# Exercise details
Format every line of the data below as a numbered list, and leave out any blank lines.

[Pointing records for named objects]
_ _ _
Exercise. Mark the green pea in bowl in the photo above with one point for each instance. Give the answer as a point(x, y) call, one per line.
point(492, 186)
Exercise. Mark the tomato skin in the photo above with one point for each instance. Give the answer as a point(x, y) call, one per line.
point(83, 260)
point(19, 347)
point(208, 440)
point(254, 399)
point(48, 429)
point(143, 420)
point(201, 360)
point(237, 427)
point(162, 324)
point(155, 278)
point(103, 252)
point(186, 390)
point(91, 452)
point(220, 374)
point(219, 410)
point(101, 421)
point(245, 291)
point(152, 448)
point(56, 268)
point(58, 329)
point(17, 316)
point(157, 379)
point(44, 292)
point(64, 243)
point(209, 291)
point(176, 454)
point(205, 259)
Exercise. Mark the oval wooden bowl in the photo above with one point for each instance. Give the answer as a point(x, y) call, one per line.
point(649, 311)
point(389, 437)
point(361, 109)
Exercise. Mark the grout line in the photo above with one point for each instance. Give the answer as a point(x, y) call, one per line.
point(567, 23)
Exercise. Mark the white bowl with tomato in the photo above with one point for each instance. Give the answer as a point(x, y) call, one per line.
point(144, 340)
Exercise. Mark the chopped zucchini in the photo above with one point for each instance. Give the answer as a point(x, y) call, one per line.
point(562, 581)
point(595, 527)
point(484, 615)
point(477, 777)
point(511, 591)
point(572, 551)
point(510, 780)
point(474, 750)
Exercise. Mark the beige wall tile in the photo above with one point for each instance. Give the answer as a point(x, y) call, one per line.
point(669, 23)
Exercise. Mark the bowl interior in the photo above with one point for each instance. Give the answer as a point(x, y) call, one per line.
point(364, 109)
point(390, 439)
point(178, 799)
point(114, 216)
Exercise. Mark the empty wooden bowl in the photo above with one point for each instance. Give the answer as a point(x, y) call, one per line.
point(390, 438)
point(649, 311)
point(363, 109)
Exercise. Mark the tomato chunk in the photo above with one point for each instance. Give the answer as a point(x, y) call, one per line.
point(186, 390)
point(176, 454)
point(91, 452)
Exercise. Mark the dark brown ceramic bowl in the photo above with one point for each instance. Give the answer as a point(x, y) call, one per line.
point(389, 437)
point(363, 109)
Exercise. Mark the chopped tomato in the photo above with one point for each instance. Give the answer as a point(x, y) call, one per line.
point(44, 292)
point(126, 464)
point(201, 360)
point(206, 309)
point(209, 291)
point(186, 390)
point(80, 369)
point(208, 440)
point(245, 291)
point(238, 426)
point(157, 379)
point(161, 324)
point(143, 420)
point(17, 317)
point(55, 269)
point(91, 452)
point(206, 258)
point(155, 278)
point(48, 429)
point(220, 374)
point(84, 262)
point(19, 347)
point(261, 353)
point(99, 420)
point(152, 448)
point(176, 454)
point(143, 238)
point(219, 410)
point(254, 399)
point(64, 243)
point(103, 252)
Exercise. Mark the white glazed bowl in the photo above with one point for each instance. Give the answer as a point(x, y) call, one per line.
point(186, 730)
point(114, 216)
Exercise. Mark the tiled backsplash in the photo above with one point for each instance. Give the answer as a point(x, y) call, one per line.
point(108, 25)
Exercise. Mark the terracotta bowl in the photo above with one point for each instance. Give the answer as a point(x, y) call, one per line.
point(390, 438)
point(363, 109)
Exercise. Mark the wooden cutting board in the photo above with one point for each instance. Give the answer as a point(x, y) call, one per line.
_ _ _
# Solution to this problem
1. Exercise. Mark the green pea in bowl in the photo above with one point for each instance. Give the answer as a point(x, y) call, one per line.
2. point(492, 186)
3. Exercise. Mark the tomato skin in the photo above with one point for each instance. Give the answer as a point(x, y) call, one per line.
4. point(83, 260)
5. point(19, 347)
6. point(208, 440)
7. point(254, 399)
8. point(48, 429)
9. point(143, 420)
10. point(201, 360)
11. point(237, 427)
12. point(162, 324)
13. point(155, 278)
14. point(103, 252)
15. point(186, 390)
16. point(91, 452)
17. point(220, 374)
18. point(219, 410)
19. point(101, 421)
20. point(245, 291)
21. point(152, 448)
22. point(56, 268)
23. point(58, 329)
24. point(17, 316)
25. point(157, 379)
26. point(44, 292)
27. point(64, 243)
28. point(209, 291)
29. point(176, 454)
30. point(205, 259)
31. Exercise. Mark the oval wooden bowl in the photo above with one point for each instance. Give the answer as a point(x, y) call, one per line.
32. point(649, 311)
33. point(389, 437)
34. point(361, 109)
35. Exercise. Mark the grout line in the photo above with one point for each instance. Give the answer as a point(x, y) call, one per line.
36. point(567, 23)
37. Exercise. Mark the white bowl with tomato in the photo above with one point for each instance. Give the answer as a point(x, y) call, one per line.
38. point(144, 340)
39. Exercise. Mark the chopped zucchini in the photo above with one point for each instance. Give the answer as a point(x, y) call, one per line.
40. point(562, 581)
41. point(595, 527)
42. point(484, 615)
43. point(477, 777)
44. point(511, 591)
45. point(572, 551)
46. point(510, 780)
47. point(474, 750)
48. Exercise. Mark the beige wall tile in the photo above with one point for each instance. Give the answer as a point(x, y) call, one per line.
49. point(669, 23)
50. Exercise. Mark the bowl interior in the photo above with one point for each instance. Give the answer as a point(x, y) call, one per line.
51. point(364, 109)
52. point(390, 439)
53. point(178, 799)
54. point(114, 216)
55. Exercise. Mark the empty wooden bowl in the photo above with one point for each instance. Give the answer as a point(x, y) call, one per line.
56. point(390, 438)
57. point(649, 311)
58. point(363, 109)
59. Exercise. Mark the tomato chunk in the photo above with one point for each instance. Give the answer as a point(x, y) call, one per line.
60. point(186, 390)
61. point(176, 454)
62. point(91, 452)
63. Exercise. Mark the dark brown ceramic bowl in the photo above with one point for each instance. Give the answer as a point(x, y) call, one per line.
64. point(389, 437)
65. point(363, 109)
66. Exercise. Mark the chopped tomato in the photo above with one point for each instance. Give the answer as a point(x, y) call, one per line.
67. point(44, 292)
68. point(126, 464)
69. point(201, 360)
70. point(206, 309)
71. point(209, 291)
72. point(186, 390)
73. point(80, 369)
74. point(208, 440)
75. point(245, 291)
76. point(238, 426)
77. point(157, 379)
78. point(161, 324)
79. point(143, 420)
80. point(17, 317)
81. point(55, 269)
82. point(91, 452)
83. point(206, 258)
84. point(155, 278)
85. point(48, 429)
86. point(220, 374)
87. point(84, 262)
88. point(19, 347)
89. point(261, 353)
90. point(99, 420)
91. point(152, 448)
92. point(176, 454)
93. point(143, 238)
94. point(219, 410)
95. point(254, 399)
96. point(64, 243)
97. point(103, 252)
98. Exercise. Mark the white glazed bowl in the photo above with one point for each instance. Give the answer as a point(x, y) call, one per line.
99. point(186, 730)
100. point(114, 216)
101. Exercise. Mark the tiled backsplash in the photo above with one point for each instance. Give the answer as a point(x, y) call, one per line.
102. point(108, 25)
103. Exercise. Mark the terracotta bowl in the photo above with one point for each instance. Give the answer as a point(x, y) call, one per line.
104. point(390, 438)
105. point(363, 109)
106. Exercise. Mark the wooden cutting board in the photo above with one point for each instance. Give the answer as a point(x, y) call, one per line.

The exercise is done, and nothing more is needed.